-- Begin Data extract --
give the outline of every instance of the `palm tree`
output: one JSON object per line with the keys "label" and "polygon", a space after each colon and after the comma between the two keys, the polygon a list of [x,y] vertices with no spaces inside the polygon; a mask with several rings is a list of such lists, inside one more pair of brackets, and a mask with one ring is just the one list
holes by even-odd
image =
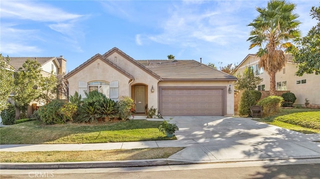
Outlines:
{"label": "palm tree", "polygon": [[266,8],[256,7],[260,14],[248,26],[252,26],[249,49],[259,47],[257,56],[260,58],[259,67],[270,76],[270,95],[276,95],[276,73],[286,65],[284,51],[292,46],[289,41],[300,36],[296,19],[292,13],[296,5],[284,0],[272,0]]}

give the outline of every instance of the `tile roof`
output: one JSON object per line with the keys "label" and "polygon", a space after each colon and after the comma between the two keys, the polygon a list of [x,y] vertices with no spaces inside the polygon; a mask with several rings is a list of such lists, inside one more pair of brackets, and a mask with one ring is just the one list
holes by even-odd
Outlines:
{"label": "tile roof", "polygon": [[162,80],[236,80],[236,78],[193,60],[136,60]]}
{"label": "tile roof", "polygon": [[[36,59],[36,61],[43,66],[46,63],[52,60],[56,60],[56,58],[54,57],[10,57],[10,65],[11,65],[14,69],[18,70],[20,67],[22,67],[22,65],[24,62],[28,59],[35,60]],[[59,63],[58,61],[56,61],[56,64],[58,67],[60,67]]]}

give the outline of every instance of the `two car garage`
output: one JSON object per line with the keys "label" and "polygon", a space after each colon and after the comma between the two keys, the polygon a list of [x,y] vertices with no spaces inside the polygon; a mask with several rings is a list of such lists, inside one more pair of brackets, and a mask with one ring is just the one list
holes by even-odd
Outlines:
{"label": "two car garage", "polygon": [[160,87],[159,110],[164,116],[223,116],[224,86]]}

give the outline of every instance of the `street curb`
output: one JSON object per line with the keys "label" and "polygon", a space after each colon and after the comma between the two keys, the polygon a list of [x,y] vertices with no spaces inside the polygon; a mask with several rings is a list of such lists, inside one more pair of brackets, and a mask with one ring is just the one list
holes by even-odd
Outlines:
{"label": "street curb", "polygon": [[194,164],[193,163],[167,160],[154,161],[134,161],[112,162],[52,163],[7,164],[0,163],[0,170],[41,170],[41,169],[75,169],[92,168],[112,168],[125,167],[142,167],[176,165]]}

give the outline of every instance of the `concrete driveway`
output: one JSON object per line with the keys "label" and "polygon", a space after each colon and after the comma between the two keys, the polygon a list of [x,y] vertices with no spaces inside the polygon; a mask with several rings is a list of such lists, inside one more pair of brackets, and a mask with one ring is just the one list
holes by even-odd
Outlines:
{"label": "concrete driveway", "polygon": [[[172,117],[178,141],[189,147],[170,157],[192,162],[320,158],[320,134],[306,135],[249,118]],[[164,117],[168,119],[170,117]]]}

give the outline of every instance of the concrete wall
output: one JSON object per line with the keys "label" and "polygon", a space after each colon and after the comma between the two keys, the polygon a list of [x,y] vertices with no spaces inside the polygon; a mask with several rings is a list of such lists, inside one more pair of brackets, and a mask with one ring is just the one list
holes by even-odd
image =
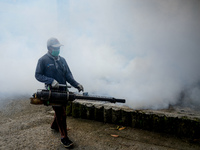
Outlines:
{"label": "concrete wall", "polygon": [[133,110],[110,103],[76,100],[69,102],[67,115],[189,138],[200,138],[200,117],[155,110]]}

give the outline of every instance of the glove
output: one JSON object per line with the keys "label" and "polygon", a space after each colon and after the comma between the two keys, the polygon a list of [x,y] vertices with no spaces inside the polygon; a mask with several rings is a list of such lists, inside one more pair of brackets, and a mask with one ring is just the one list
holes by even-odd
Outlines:
{"label": "glove", "polygon": [[77,89],[78,89],[79,92],[84,91],[83,86],[81,84],[78,85]]}
{"label": "glove", "polygon": [[51,83],[51,87],[58,89],[59,88],[59,83],[56,80],[53,80],[53,82]]}

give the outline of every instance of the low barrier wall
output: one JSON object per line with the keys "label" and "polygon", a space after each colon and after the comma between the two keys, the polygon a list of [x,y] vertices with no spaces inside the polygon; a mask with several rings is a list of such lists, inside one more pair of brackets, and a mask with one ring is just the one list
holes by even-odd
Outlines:
{"label": "low barrier wall", "polygon": [[67,115],[193,139],[200,138],[200,117],[155,110],[133,110],[125,106],[98,102],[73,101]]}

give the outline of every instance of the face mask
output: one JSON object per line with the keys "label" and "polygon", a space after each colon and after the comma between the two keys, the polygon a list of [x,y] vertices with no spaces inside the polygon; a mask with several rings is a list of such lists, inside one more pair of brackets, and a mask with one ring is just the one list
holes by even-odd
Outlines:
{"label": "face mask", "polygon": [[58,57],[59,53],[60,53],[60,49],[52,50],[51,55],[54,56],[54,57]]}

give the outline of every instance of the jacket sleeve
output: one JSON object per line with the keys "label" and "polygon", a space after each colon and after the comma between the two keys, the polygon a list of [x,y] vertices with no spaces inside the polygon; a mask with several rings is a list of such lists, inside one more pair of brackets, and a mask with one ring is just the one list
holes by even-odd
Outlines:
{"label": "jacket sleeve", "polygon": [[49,78],[47,76],[44,75],[44,64],[43,61],[41,59],[38,60],[37,63],[37,67],[36,67],[36,71],[35,71],[35,78],[42,82],[45,83],[47,85],[51,84],[53,82],[53,78]]}
{"label": "jacket sleeve", "polygon": [[79,83],[76,82],[76,80],[74,79],[74,77],[69,69],[69,66],[65,60],[64,60],[64,63],[65,63],[65,67],[66,67],[66,73],[65,73],[66,81],[68,83],[70,83],[73,87],[77,88]]}

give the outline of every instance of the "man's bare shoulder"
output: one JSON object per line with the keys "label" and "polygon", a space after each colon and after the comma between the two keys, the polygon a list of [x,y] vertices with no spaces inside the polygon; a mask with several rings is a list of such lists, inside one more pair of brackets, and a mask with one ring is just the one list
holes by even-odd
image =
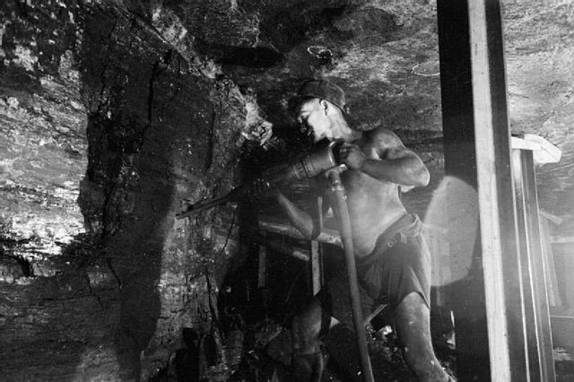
-- End Data extract --
## Stated exercise
Find every line in the rows above that contains the string "garage". Copy each of those lines in full.

## The answer
give the outline of every instance of the `two car garage`
{"label": "two car garage", "polygon": [[160,87],[159,110],[164,116],[223,116],[224,86]]}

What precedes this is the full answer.